##### KUTIPAN TERPILIH #####

JAKARTA. Di awal tahun ini, harga saham sebagian besar emiten sektor farmasi menyusut. Harga saham PT Kimia Farma Tbk (KAEF), misalnya, merosot 25,82% sejak awal tahun ini hingga akhir pekan lalu atau
year-to-date (ytd). Sepanjang tahun lalu, harga KAEF melonjak 216%.Harga PT Kalbe Farma Tbk (KLBF) juga melemah 1,98% (ytd). Sepanjang 2016, harga saham KLBF sempat naik 14,77%. Harga saham emiten farmasi di awal tahun ini melambat lantaran sudah melaju kencang pada tahun lalu.Analis meyakini, prospek bisnis emiten farmasi masih cerah pada tahun ini. Tidak hanya dari bisnis obat resep, permintaan produk kesehatan lainnya diprediksi meningkat seiring terus meningkatnya kesadaran masyarakat terhadap pola hidup sehat.

#####

YANG HARUS DIKERJAKAN -
1) Jawab pertanyaan berikut berdasarkan berita saham farmasi di atas.
(a) Berapa persen harga saham KAEF merosot sejak awal tahun hingga akhir pekan lalu?
(b) Berapa persen harga saham KLBF sempat naik sepanjang 2016?
(c) Menurut analis, seiring apa permintaan produk kesehatan lainnya diprediksi meningkat?
2) Tentukan apakah setiap pernyataan berikut sesuai dengan berita saham farmasi di atas. Jawab ya atau tidak, lalu kutip kata-kata penentunya.
(a) Harga saham KAEF melonjak 216% sepanjang tahun lalu.
(b) Harga saham KLBF naik 1,98% sejak awal tahun.
(c) Analis menilai prospek bisnis emiten farmasi suram pada tahun ini.
3) Tuliskan persis bagian dari berita saham farmasi di atas, mulai dari "JAKARTA. Di awal" dan berakhir pada "pola hidup sehat.".

##### INFORMASI YANG DIAMBIL #####

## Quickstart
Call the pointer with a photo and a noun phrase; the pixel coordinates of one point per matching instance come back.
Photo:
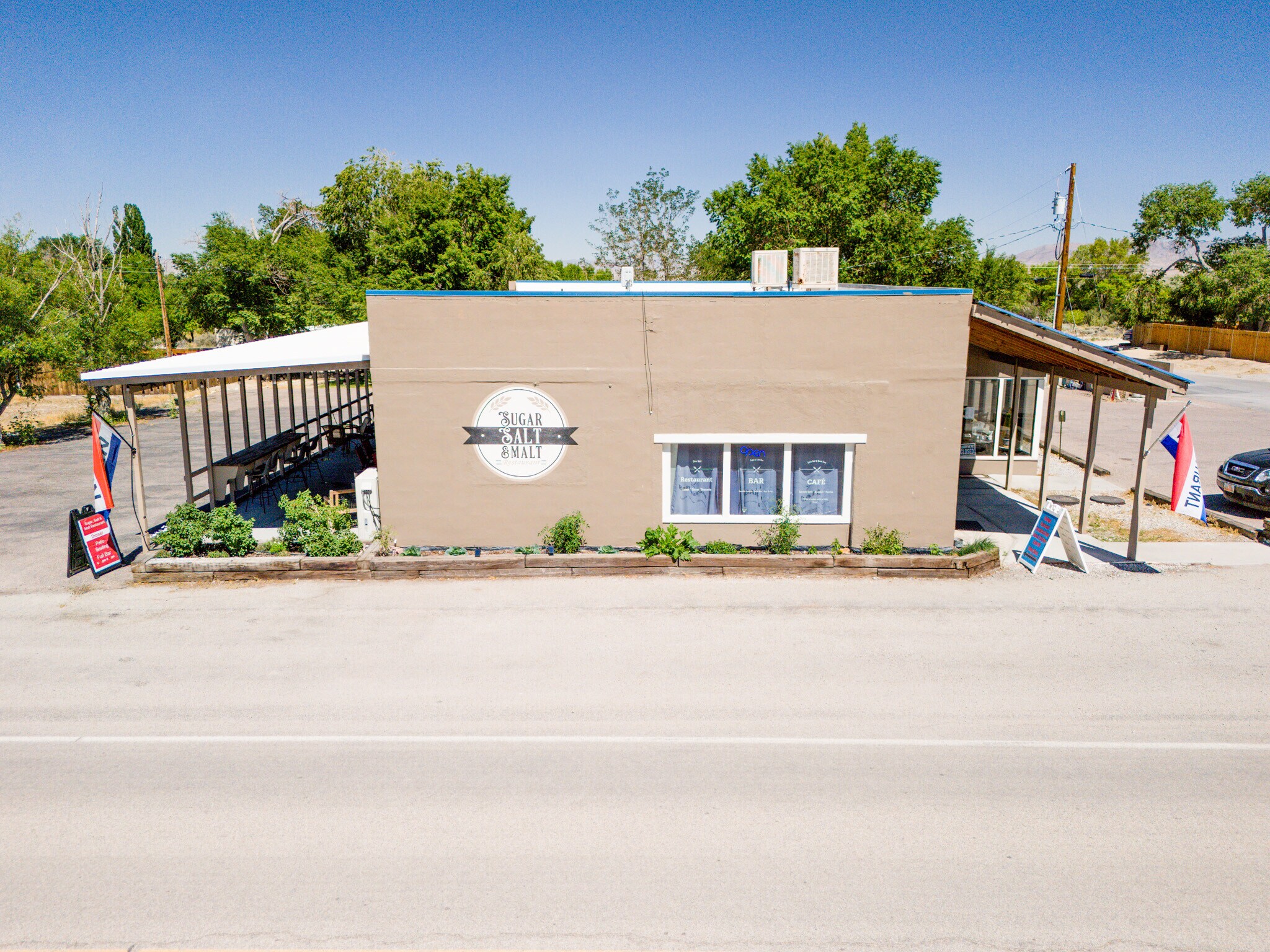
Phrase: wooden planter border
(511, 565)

#####
##### INFORMASI YANG DIAMBIL #####

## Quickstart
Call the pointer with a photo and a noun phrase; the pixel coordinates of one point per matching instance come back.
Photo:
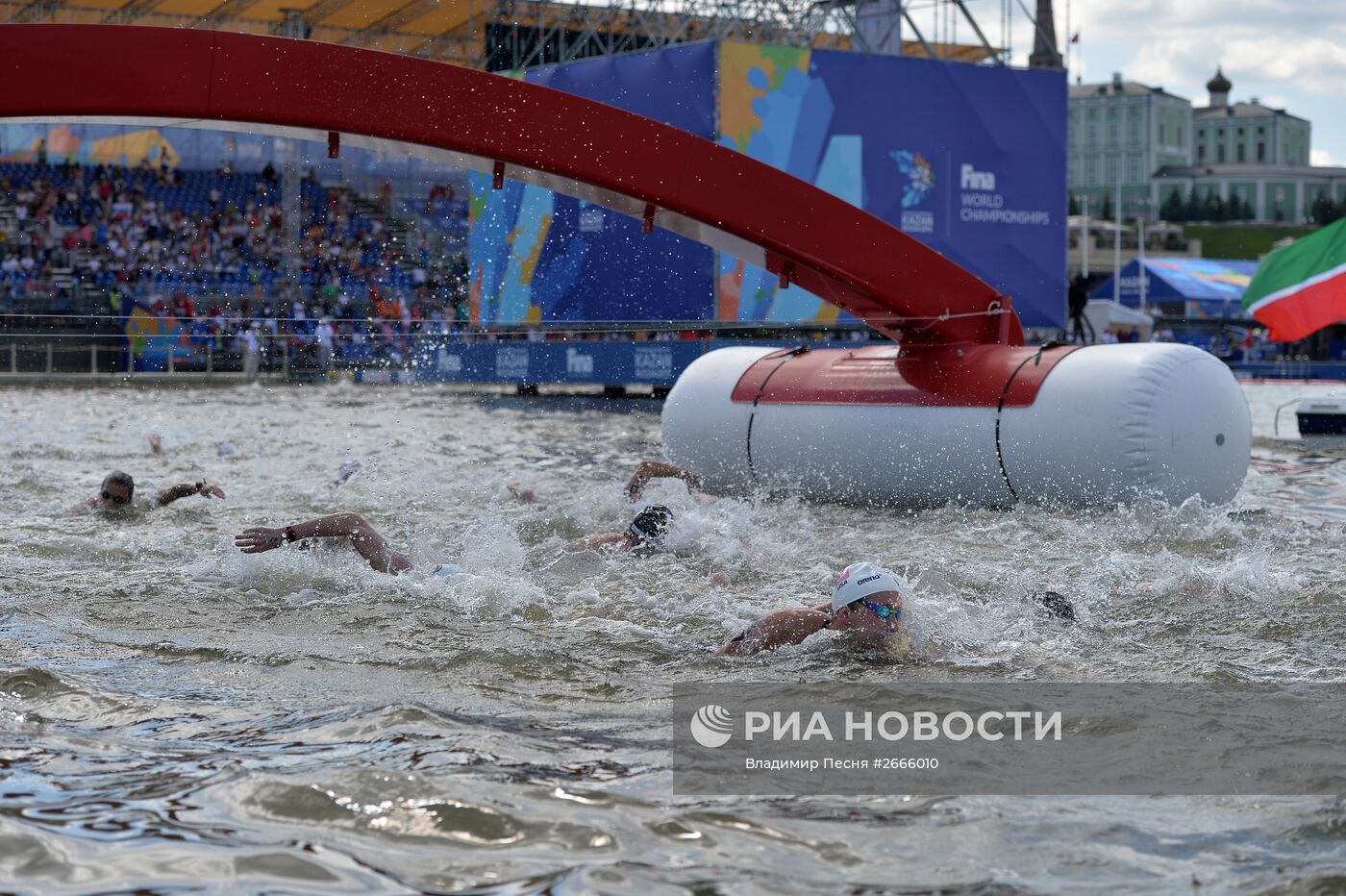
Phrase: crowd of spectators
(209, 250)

#####

JAWABAN TUGAS -
1)
(a) 25,82%.
(b) 14,77%.
(c) Seiring terus meningkatnya kesadaran masyarakat terhadap pola hidup sehat.

2)
(a) Ya: "Sepanjang tahun lalu, harga KAEF melonjak 216%."
(b) Tidak: "Harga PT Kalbe Farma Tbk (KLBF) juga melemah 1,98% (ytd)."
(c) Tidak: "Analis meyakini, prospek bisnis emiten farmasi masih cerah pada tahun ini."

3)
JAKARTA. Di awal tahun ini, harga saham sebagian besar emiten sektor farmasi menyusut. Harga saham PT Kimia Farma Tbk (KAEF), misalnya, merosot 25,82% sejak awal tahun ini hingga akhir pekan lalu atau
year-to-date (ytd). Sepanjang tahun lalu, harga KAEF melonjak 216%.Harga PT Kalbe Farma Tbk (KLBF) juga melemah 1,98% (ytd). Sepanjang 2016, harga saham KLBF sempat naik 14,77%. Harga saham emiten farmasi di awal tahun ini melambat lantaran sudah melaju kencang pada tahun lalu.Analis meyakini, prospek bisnis emiten farmasi masih cerah pada tahun ini. Tidak hanya dari bisnis obat resep, permintaan produk kesehatan lainnya diprediksi meningkat seiring terus meningkatnya kesadaran masyarakat terhadap pola hidup sehat.